** Directions for this task **
Only the lines of the data holding the string "sweater" need to be returned.

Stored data

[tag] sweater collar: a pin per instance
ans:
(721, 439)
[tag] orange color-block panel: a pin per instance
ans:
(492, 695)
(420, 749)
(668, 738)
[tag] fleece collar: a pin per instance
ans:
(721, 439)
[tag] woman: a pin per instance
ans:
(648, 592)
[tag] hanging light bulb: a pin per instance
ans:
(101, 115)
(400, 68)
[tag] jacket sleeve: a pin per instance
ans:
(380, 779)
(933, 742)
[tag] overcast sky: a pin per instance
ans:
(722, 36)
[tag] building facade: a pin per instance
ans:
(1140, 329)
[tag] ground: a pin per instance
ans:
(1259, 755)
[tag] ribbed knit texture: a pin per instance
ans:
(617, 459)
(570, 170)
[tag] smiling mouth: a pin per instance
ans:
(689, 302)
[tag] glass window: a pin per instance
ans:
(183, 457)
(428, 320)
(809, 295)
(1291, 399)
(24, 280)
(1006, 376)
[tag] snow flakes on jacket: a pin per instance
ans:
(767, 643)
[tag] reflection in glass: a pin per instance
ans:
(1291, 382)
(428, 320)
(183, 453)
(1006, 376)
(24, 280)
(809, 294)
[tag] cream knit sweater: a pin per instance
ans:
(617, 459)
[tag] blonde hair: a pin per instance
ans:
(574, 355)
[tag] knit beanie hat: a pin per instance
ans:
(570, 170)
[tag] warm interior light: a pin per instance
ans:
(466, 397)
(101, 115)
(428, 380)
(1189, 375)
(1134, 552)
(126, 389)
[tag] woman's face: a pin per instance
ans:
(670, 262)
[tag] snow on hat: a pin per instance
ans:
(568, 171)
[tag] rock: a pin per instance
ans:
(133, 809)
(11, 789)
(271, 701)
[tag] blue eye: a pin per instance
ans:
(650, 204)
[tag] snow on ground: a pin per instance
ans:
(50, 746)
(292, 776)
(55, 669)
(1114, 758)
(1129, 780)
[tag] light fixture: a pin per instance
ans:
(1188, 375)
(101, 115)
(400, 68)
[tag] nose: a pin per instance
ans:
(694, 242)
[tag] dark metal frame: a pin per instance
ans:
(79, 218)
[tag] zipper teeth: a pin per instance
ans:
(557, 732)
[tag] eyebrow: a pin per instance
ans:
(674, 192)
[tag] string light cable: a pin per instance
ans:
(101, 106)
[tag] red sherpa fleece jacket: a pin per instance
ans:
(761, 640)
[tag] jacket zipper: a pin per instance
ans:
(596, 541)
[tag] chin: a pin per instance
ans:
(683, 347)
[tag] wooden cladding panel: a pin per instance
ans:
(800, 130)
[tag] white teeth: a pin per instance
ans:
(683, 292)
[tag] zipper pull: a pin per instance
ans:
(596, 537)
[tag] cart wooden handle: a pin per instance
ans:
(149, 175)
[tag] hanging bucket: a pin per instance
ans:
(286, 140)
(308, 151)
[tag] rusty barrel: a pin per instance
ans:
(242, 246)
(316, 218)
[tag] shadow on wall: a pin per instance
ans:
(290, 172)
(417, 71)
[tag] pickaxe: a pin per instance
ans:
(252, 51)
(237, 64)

** Task solution **
[tag] sweater collar: a pin per instance
[tag] cream knit sweater: a pin per instance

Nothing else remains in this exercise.